## Information provided
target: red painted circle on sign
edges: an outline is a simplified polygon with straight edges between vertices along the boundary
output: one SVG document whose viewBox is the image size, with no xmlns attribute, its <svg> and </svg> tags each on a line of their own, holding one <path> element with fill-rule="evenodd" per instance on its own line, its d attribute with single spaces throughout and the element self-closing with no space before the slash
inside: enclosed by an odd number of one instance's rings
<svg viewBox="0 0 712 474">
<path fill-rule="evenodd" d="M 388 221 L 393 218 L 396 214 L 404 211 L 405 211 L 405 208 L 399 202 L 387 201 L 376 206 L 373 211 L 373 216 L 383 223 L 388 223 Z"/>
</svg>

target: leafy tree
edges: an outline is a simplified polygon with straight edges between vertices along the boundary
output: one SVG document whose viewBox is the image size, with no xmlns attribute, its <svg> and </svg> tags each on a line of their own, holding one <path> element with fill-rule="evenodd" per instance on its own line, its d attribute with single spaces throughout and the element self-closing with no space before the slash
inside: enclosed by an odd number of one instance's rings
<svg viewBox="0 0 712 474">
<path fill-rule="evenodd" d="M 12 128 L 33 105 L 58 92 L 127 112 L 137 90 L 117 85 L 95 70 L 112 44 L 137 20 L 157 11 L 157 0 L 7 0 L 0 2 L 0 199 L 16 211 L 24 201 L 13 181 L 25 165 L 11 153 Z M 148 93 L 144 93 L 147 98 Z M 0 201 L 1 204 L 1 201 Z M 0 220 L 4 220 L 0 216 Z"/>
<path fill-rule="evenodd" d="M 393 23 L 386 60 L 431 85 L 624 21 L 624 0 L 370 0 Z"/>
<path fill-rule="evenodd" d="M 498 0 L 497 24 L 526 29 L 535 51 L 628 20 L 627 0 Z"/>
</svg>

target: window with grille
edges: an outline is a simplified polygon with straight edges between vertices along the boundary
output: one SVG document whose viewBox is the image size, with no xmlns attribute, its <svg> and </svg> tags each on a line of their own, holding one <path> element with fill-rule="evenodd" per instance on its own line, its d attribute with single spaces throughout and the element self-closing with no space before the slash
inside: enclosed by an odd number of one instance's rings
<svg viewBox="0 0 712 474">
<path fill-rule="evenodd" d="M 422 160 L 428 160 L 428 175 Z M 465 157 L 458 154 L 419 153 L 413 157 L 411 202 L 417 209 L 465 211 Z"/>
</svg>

## Aim of the exercise
Lay out all the lines above as a numbered list, leaving out the blank ones.

## Written response
1. target: red painted circle on sign
2. edges: an outline is a simplified polygon with straight edges between vertices along the boundary
3. output: one SVG document whose viewBox is the image size, with no xmlns attribute, its <svg> and </svg> tags each on a line of their own, holding one <path> element with fill-rule="evenodd" per instance on its own line, its d attribute with single spaces throughout and the element self-closing with no space before the slash
4. inside: enclosed by an odd number of one instance's rings
5. <svg viewBox="0 0 712 474">
6. <path fill-rule="evenodd" d="M 388 221 L 393 218 L 396 214 L 404 211 L 405 211 L 405 208 L 399 202 L 387 201 L 376 206 L 373 211 L 373 216 L 383 223 L 388 223 Z"/>
7. </svg>
8. target: leafy tree
9. edges: an outline is a simplified polygon with straight edges between vertices along the boundary
10. output: one SVG document whose viewBox is the image size, with no xmlns attribute, its <svg> and </svg> tags each on a line of their own, holding one <path> element with fill-rule="evenodd" per instance on its own line, its d attribute with single spaces throughout and the element self-closing with no space before the slash
11. inside: enclosed by an odd number of one instance's rings
12. <svg viewBox="0 0 712 474">
13. <path fill-rule="evenodd" d="M 12 128 L 33 105 L 58 92 L 127 112 L 137 90 L 117 85 L 95 70 L 112 44 L 137 20 L 157 11 L 157 0 L 7 0 L 0 2 L 0 199 L 16 211 L 24 201 L 13 181 L 25 165 L 11 153 Z M 148 93 L 144 93 L 147 98 Z M 0 201 L 1 204 L 1 201 Z M 0 220 L 4 220 L 0 216 Z"/>
14. <path fill-rule="evenodd" d="M 393 23 L 386 60 L 431 85 L 624 21 L 624 0 L 370 0 Z"/>
15. <path fill-rule="evenodd" d="M 498 0 L 497 24 L 526 29 L 535 51 L 628 20 L 627 0 Z"/>
16. </svg>
17. target: window with grille
18. edges: an outline is a simplified polygon with straight edges between vertices along the boundary
19. output: one SVG document whose viewBox is the image size, with no xmlns attribute, its <svg> and </svg> tags each on a line of their own, holding one <path> element with fill-rule="evenodd" per instance on its own line, its d attribute with single spaces throughout and the element self-closing with no space before the slash
20. inside: enclosed by an odd number of one instance's rings
21. <svg viewBox="0 0 712 474">
22. <path fill-rule="evenodd" d="M 422 160 L 428 160 L 428 175 Z M 465 157 L 458 154 L 419 153 L 413 157 L 411 202 L 417 209 L 465 211 Z"/>
23. </svg>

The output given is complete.